**Supplied data**
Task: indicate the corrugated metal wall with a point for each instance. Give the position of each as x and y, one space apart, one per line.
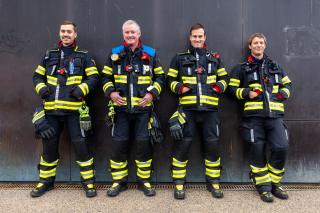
28 28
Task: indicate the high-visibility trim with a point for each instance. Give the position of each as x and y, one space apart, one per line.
58 104
107 70
179 173
119 175
239 94
158 71
188 100
74 80
45 163
253 105
286 80
211 79
40 70
222 72
276 106
189 80
180 164
143 164
107 85
39 87
52 80
234 82
85 163
173 73
91 71
204 99
87 174
211 163
118 165
275 89
84 88
120 79
144 80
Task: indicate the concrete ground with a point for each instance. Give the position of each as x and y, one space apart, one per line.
132 200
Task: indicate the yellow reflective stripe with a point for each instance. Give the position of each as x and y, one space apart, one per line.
107 70
91 71
144 80
52 80
275 89
40 70
253 105
106 86
276 106
158 71
173 73
286 80
211 163
234 82
221 72
120 79
85 163
180 164
44 163
84 88
74 80
189 80
204 99
40 86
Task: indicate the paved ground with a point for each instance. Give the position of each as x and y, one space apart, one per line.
132 200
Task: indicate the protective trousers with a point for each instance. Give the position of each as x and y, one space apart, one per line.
259 133
125 124
50 155
209 124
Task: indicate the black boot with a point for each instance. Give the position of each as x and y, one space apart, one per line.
41 189
179 192
279 192
116 188
147 189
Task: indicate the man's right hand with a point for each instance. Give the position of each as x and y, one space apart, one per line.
117 99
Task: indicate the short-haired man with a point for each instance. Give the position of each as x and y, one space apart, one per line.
262 85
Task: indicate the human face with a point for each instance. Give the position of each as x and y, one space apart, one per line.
131 35
257 47
197 38
67 34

**Description of the task**
Can you copy every line of the records above word for word, leaving out the picture?

**Problem solution**
Task: indicate the corrugated metal wall with a point for each instance. Give the position of each as x and y, one space apart, one per line.
28 28
Task: indicate the high-visibility trim with a point for each instance. Give the position of each as x and y, one space apart, one per line.
58 104
107 70
179 173
119 175
239 94
158 71
188 100
74 80
45 163
253 105
286 80
211 79
40 70
222 72
276 106
189 80
180 164
143 164
107 85
39 87
52 80
234 82
85 163
173 73
91 71
204 99
87 174
211 163
118 165
275 89
84 88
120 79
144 80
Task: indicate the concrete ground with a point for each instance. Give the position of each as x and y, one space apart, one per line.
132 200
Task: indicate the yellow reflective stripe with a point for each instance. Give the position of each as x and y, one space apart, one per line.
107 70
91 71
144 80
52 80
275 89
40 70
253 105
106 86
276 106
158 71
173 73
286 80
211 163
234 82
221 72
120 79
85 163
180 164
44 163
84 88
74 80
189 80
204 99
40 86
Task: indicate the paved ground with a point for each instance. Give the position of each as x and y, one space apart, one per line.
132 200
Task: indicate the protective trousers with a point for each instance. Give the position of each as x and y, one space apart, one per line.
259 133
125 124
50 155
209 124
Task: indicate the black boot with a point for each instance. Give the position of each as x and y, one space apart, one per line.
41 189
179 192
279 192
116 188
147 189
Task: indicate the man's right hand with a point for each instance. Give the position of each as x and y, one space apart, one per line.
117 99
Task: indicate the short-haired man with a point for each instance. Give the position of each as x and y, one space apart, one per line.
262 85
Task: indicate the human face with a point for each instance. Give the position of each as x and y, one space apart, one per line.
131 35
257 47
197 38
67 34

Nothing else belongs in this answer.